**Goal:**
Find the line that contains "Could you mark every instance of the dark" and print it and every line after it, exactly, please.

Stored entries
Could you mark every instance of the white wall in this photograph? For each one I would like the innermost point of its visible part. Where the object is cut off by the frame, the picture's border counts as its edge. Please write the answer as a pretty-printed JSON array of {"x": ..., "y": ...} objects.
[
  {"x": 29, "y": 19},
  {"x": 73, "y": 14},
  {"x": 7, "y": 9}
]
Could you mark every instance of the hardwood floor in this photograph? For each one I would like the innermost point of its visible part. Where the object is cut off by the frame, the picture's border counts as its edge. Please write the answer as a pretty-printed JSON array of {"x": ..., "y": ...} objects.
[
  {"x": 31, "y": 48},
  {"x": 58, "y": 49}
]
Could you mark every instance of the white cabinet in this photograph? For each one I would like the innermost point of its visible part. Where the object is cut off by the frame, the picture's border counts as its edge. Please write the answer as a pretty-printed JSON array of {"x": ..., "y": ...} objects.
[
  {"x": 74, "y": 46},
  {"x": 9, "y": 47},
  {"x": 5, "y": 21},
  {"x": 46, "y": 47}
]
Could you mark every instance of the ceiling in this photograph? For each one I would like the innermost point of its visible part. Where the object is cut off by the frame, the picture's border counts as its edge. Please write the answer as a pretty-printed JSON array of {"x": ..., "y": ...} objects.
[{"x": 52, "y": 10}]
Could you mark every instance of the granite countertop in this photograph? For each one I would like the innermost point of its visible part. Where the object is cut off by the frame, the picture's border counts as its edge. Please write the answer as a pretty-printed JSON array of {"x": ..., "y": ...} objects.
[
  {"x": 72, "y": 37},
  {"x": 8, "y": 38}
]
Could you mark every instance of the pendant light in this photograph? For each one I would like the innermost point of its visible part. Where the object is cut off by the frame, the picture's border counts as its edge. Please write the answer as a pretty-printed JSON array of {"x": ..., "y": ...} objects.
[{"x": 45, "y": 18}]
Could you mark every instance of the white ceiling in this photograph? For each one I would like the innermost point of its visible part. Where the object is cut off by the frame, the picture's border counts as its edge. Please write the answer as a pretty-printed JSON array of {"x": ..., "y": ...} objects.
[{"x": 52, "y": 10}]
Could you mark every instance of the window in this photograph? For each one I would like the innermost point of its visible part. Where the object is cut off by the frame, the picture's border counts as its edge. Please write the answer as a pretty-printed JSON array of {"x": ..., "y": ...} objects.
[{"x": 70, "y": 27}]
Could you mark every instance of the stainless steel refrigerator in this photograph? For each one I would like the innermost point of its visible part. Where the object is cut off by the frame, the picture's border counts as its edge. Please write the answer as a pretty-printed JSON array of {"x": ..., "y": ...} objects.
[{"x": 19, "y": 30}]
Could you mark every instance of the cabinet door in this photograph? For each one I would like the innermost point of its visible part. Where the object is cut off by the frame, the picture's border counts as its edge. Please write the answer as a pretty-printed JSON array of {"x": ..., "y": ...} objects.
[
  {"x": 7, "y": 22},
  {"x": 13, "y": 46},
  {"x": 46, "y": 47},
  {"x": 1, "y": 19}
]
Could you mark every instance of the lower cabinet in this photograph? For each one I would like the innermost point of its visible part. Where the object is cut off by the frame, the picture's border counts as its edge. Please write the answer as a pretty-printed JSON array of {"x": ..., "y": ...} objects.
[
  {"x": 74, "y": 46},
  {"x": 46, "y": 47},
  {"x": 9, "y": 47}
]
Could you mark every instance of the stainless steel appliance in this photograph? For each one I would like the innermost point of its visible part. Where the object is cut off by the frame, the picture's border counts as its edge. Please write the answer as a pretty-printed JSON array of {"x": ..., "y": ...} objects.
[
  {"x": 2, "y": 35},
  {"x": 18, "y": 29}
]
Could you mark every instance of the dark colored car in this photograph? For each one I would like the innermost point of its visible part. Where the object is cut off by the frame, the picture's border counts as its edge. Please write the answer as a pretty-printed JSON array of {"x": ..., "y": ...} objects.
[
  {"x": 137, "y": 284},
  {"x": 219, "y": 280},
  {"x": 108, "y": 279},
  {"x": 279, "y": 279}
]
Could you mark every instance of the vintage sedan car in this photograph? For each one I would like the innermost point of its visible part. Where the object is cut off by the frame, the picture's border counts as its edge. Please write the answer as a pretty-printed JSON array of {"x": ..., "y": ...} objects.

**Reply:**
Could you mark every instance of the dark colored car in this photograph? For each one I would like the innermost point of its visible part. Where the object is cut off by the frame, the picture's border counts as its edge. Please write the answer as a pretty-printed JSON array of {"x": ..., "y": ...} objects.
[
  {"x": 137, "y": 284},
  {"x": 219, "y": 280},
  {"x": 108, "y": 279},
  {"x": 279, "y": 279}
]
Could you mark every instance of the vintage sedan car in this photograph? For each one I would like the innermost point of its visible part. Where the object is cut off by the frame, the picture's border counts as its edge. Please write the answer as a pretty-printed JSON array of {"x": ..., "y": ...} objects.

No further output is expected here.